> [Problem description]: Copy out the lines from the very first one through the line that contains "box: [359, 66, 425, 93]", keeping every character unchanged. Leave out the pictures.

> [Information shown]:
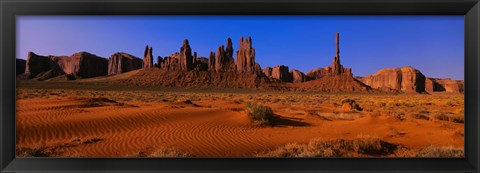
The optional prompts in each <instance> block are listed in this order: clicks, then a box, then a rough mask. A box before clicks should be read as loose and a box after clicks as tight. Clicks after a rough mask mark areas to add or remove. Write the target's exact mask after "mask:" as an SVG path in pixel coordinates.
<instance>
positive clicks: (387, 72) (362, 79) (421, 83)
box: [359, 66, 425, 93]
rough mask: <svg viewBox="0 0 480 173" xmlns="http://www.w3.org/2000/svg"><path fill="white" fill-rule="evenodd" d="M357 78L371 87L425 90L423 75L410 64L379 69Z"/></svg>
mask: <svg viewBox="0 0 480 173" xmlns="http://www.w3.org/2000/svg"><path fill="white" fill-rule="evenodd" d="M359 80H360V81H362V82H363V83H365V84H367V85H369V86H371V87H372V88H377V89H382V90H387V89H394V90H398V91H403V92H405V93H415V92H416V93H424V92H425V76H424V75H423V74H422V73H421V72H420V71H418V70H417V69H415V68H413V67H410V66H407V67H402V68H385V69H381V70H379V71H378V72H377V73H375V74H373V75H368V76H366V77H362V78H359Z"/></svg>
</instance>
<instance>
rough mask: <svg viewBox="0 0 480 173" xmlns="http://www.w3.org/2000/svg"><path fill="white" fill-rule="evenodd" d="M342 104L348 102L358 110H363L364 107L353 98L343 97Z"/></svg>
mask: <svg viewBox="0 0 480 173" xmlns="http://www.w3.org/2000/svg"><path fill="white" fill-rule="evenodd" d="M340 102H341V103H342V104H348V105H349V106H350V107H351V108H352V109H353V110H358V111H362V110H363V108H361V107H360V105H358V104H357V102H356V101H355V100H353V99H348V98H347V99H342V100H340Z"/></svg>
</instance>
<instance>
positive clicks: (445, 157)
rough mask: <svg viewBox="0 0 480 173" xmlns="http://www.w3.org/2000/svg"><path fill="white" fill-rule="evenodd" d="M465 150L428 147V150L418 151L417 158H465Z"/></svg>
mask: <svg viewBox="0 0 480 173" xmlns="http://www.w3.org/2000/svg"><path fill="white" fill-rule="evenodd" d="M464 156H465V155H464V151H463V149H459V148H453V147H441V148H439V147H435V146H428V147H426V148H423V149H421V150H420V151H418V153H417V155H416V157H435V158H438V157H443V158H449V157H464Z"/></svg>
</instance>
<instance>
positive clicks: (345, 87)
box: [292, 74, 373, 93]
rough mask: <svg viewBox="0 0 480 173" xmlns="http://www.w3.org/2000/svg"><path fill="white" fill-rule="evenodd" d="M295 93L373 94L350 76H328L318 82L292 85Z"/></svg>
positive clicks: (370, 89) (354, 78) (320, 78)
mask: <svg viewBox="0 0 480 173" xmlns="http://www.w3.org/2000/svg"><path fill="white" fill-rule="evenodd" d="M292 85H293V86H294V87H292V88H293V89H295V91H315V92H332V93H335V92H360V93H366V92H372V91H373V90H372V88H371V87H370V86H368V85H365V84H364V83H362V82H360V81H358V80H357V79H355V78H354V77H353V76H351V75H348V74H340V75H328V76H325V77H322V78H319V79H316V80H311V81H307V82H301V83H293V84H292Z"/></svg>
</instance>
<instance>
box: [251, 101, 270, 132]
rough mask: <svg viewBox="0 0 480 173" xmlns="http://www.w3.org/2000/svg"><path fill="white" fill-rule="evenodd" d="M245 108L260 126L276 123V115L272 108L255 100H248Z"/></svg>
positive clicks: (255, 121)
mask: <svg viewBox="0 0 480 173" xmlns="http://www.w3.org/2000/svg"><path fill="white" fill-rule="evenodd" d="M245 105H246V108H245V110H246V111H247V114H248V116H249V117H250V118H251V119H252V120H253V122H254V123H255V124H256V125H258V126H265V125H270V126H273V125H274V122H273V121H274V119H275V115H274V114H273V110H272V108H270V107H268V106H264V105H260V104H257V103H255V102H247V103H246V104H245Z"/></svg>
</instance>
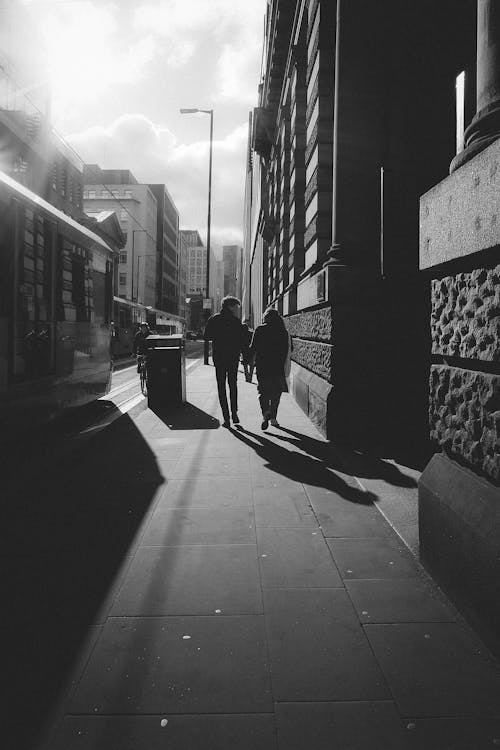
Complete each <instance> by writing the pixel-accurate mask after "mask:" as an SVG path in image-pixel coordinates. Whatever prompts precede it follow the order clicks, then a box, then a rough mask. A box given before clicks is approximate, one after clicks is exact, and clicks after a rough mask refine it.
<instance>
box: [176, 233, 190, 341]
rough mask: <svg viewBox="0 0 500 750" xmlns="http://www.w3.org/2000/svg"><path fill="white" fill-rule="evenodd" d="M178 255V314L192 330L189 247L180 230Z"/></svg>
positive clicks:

> [Result of the task]:
The optional prompts in each <instance> block are listed in this order: clicks, then a box, then a rough mask. A box before clicks should be read as loose and a box after clicks as tight. Clicks after a rough mask mark areas to add or remove. Write the target's exact mask after "mask:" as an SVG path in pixel coordinates.
<instance>
positive clicks: (387, 72) (362, 79) (421, 83)
box: [359, 66, 425, 93]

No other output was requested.